>> Start SUPPLIED MATERIAL

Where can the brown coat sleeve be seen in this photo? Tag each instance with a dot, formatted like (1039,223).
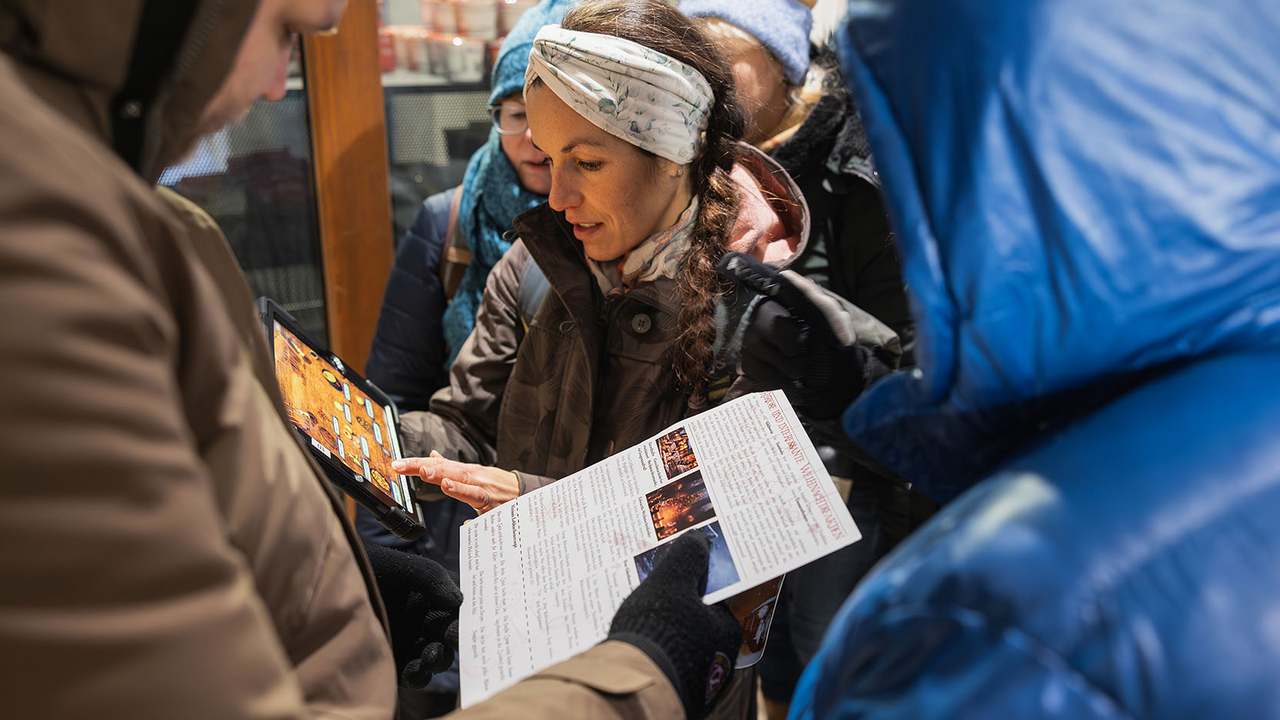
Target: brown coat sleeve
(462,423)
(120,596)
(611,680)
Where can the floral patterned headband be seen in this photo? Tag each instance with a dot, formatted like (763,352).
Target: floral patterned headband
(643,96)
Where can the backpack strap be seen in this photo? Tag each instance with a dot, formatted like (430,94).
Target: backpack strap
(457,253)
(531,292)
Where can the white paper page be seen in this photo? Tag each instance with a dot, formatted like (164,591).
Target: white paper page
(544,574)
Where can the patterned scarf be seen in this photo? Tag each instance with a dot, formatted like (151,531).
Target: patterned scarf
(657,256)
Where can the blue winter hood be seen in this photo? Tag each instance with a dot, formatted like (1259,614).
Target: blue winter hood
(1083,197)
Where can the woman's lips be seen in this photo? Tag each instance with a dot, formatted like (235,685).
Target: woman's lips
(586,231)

>> End SUPPLIED MATERIAL
>> Start SUPPLIED MATERIAL

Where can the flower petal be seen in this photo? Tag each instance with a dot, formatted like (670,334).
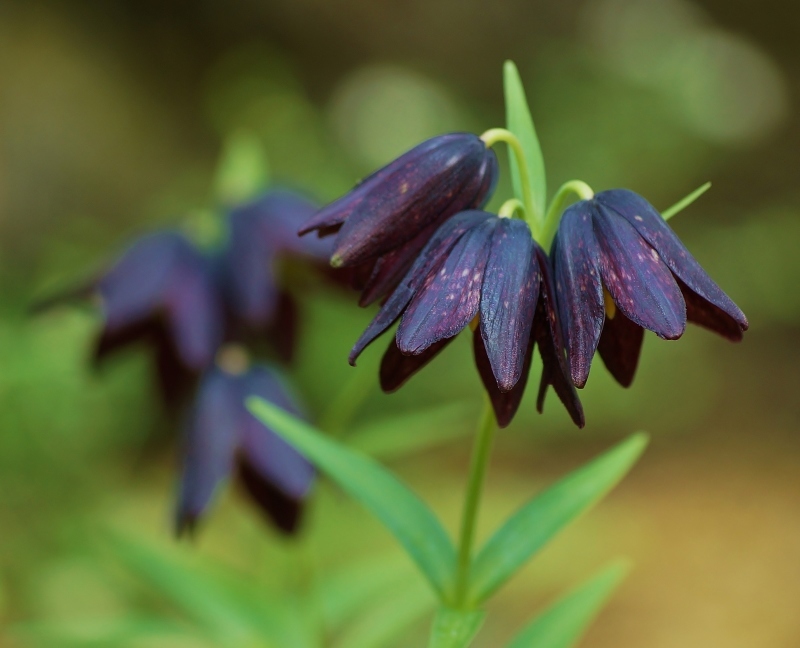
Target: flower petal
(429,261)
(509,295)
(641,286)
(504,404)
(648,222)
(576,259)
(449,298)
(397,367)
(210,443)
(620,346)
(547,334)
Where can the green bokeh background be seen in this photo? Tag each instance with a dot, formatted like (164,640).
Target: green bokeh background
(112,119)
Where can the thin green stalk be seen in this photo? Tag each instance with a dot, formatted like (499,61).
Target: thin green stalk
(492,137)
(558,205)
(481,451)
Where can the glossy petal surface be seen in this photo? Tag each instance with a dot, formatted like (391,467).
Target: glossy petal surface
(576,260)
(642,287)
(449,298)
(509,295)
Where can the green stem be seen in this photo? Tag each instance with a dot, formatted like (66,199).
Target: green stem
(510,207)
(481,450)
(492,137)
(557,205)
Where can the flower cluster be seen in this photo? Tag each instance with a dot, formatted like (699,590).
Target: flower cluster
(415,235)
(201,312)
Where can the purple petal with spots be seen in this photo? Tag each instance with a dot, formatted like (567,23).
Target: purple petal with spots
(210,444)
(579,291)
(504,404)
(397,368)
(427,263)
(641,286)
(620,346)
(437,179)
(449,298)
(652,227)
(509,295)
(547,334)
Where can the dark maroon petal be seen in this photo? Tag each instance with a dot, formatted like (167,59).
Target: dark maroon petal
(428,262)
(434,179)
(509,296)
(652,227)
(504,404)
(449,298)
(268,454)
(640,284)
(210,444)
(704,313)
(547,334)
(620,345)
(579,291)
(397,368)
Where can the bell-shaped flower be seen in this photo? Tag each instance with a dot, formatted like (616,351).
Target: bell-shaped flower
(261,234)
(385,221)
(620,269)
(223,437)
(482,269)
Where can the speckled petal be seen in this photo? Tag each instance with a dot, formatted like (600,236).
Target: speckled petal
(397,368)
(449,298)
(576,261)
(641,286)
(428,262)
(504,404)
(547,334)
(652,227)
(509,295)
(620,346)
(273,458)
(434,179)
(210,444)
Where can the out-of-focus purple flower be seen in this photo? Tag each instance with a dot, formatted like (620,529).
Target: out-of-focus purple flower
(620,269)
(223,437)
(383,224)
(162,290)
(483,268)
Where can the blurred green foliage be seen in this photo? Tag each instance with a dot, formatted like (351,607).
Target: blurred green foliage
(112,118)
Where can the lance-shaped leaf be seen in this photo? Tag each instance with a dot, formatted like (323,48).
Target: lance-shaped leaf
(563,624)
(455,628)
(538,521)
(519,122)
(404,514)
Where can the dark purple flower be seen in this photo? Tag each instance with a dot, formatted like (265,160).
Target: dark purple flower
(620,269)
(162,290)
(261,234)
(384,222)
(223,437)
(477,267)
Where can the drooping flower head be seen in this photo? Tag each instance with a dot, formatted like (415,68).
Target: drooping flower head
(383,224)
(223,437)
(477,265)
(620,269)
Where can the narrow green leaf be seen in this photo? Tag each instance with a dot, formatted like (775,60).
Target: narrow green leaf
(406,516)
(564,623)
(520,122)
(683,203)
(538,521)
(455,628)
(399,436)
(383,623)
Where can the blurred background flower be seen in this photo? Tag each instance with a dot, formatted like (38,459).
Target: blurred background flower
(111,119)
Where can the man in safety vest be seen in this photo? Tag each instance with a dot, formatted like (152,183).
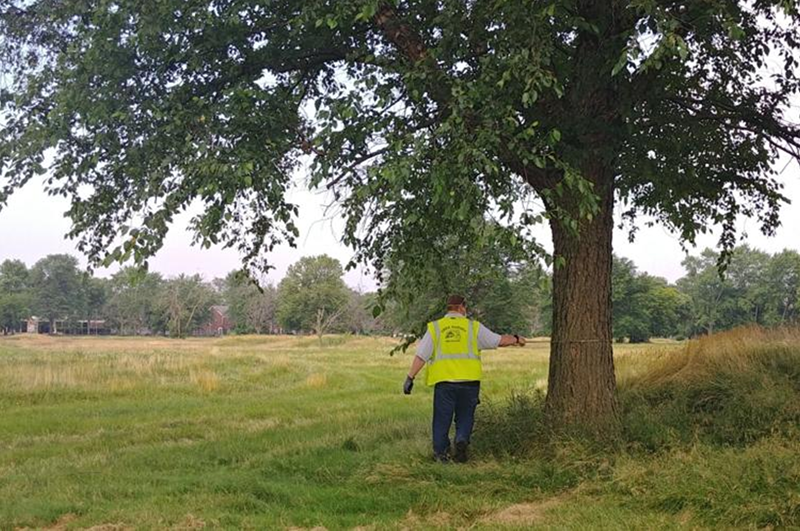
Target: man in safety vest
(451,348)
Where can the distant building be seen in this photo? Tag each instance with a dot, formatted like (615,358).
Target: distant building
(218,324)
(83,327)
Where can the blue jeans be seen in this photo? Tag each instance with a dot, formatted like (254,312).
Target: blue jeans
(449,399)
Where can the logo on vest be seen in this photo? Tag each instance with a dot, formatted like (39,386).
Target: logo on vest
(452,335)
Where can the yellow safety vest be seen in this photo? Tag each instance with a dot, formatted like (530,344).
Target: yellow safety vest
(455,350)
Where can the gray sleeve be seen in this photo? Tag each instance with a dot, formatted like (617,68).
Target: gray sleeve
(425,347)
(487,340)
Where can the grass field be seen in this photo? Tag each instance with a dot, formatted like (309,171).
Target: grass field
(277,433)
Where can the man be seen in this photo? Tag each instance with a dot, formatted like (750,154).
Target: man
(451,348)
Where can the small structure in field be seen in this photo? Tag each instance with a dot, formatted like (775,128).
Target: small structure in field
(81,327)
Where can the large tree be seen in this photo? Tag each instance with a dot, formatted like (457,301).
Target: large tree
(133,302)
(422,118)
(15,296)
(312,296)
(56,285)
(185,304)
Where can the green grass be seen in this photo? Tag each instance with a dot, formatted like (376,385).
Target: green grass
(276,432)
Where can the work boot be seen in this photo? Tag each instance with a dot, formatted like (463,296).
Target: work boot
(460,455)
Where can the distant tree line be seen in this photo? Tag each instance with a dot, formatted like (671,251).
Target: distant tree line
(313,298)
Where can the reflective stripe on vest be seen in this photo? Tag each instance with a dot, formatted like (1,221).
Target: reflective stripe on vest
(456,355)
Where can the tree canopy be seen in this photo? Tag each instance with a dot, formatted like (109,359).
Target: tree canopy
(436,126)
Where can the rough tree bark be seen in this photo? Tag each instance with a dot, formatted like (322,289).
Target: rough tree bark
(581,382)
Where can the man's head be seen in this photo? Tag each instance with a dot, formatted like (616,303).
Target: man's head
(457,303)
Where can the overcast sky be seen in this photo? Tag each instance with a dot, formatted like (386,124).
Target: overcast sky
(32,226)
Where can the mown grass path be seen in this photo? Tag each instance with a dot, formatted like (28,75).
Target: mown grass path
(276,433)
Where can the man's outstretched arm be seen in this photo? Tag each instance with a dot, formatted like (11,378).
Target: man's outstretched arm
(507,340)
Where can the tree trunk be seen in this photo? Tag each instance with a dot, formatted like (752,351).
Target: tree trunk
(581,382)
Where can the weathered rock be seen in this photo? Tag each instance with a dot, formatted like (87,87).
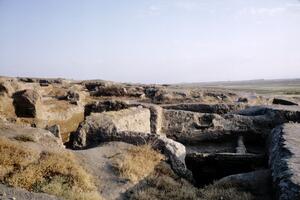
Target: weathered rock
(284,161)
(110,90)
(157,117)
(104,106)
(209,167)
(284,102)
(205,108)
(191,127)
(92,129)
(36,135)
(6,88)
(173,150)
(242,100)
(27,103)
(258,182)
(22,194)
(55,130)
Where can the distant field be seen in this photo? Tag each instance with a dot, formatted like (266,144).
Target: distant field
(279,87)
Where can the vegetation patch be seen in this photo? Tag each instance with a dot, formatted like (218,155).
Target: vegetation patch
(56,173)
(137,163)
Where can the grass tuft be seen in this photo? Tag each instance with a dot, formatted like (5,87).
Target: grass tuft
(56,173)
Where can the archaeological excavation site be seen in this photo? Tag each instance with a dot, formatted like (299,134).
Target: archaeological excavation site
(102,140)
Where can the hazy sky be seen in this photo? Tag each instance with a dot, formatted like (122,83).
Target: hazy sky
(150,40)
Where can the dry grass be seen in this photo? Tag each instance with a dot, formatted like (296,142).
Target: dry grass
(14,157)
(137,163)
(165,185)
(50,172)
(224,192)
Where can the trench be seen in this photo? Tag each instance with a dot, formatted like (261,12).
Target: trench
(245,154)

>> End SUPPLIED MATERIAL
>> Start SUPPLIED MATERIAL

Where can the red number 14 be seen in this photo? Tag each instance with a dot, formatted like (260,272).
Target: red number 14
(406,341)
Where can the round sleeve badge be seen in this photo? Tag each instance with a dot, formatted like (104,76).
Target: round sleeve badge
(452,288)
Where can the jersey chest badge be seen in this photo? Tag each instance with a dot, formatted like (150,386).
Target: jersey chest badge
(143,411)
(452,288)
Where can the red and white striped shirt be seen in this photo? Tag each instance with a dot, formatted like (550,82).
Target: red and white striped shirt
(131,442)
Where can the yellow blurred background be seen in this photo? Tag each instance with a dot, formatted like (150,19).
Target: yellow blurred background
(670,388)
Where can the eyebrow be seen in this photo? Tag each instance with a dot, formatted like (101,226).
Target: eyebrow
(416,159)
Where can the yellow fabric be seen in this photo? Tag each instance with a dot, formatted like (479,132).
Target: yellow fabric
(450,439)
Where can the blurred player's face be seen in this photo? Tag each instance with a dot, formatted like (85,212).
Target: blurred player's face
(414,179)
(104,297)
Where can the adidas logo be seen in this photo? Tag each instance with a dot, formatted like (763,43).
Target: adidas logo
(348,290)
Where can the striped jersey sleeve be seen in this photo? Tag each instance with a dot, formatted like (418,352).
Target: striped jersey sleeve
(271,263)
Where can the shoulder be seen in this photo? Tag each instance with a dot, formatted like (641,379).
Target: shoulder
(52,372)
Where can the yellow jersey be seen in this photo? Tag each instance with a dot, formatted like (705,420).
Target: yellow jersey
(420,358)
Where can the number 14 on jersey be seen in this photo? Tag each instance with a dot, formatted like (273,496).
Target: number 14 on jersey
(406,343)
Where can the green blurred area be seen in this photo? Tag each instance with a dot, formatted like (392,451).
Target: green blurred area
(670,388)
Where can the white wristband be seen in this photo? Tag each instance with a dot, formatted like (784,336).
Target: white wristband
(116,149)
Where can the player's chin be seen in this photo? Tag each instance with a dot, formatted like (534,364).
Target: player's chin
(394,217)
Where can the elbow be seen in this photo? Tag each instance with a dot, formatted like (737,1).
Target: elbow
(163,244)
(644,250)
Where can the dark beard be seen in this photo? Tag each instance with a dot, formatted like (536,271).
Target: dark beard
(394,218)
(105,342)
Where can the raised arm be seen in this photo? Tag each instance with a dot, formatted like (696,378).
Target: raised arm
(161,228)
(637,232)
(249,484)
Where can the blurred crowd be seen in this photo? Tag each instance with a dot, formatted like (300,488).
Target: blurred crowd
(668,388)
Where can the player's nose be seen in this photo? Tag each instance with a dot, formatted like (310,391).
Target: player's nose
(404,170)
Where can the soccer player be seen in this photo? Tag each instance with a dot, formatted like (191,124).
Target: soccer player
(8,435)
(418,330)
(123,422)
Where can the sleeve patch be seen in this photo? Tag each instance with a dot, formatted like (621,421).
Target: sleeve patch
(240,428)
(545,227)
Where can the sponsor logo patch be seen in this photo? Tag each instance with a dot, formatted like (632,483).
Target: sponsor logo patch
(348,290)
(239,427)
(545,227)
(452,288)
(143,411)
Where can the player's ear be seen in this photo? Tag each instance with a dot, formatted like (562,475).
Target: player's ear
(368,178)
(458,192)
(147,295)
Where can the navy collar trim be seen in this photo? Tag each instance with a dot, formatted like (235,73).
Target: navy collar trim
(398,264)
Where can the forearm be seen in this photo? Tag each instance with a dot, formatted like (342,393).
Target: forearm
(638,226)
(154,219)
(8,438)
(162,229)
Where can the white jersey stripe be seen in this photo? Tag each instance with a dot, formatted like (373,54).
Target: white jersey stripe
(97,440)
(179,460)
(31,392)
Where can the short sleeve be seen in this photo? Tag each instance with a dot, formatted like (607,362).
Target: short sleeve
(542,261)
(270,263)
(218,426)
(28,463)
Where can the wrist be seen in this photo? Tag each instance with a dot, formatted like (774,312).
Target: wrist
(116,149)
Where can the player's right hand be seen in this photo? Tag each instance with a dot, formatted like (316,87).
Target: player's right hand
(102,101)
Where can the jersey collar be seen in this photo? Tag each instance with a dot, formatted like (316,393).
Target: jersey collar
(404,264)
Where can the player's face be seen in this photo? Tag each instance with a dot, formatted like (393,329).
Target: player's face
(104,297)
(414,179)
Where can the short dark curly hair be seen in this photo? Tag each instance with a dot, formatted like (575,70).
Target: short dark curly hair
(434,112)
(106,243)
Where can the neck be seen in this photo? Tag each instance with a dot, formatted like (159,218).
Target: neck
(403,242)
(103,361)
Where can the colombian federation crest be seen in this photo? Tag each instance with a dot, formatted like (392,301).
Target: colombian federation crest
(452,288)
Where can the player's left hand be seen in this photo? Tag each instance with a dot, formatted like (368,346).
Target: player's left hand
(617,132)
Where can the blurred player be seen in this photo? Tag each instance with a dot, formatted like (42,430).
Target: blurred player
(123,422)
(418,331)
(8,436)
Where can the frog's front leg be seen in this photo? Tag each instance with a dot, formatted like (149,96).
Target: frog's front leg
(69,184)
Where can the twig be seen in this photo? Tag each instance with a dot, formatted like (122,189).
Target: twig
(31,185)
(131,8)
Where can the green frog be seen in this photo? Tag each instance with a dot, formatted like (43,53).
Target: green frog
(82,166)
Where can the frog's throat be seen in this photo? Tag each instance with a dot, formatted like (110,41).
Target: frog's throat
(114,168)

>> End SUPPLIED MATERIAL

■ WORK REQUIRED
Find each line in the material above that contains the string "canopy", and copy those lines out in full.

■ TASK RESPONSE
Where can the tree canopy be seen in this photo? Tag each instance with a dot, formatted like (109,359).
Target: tree canopy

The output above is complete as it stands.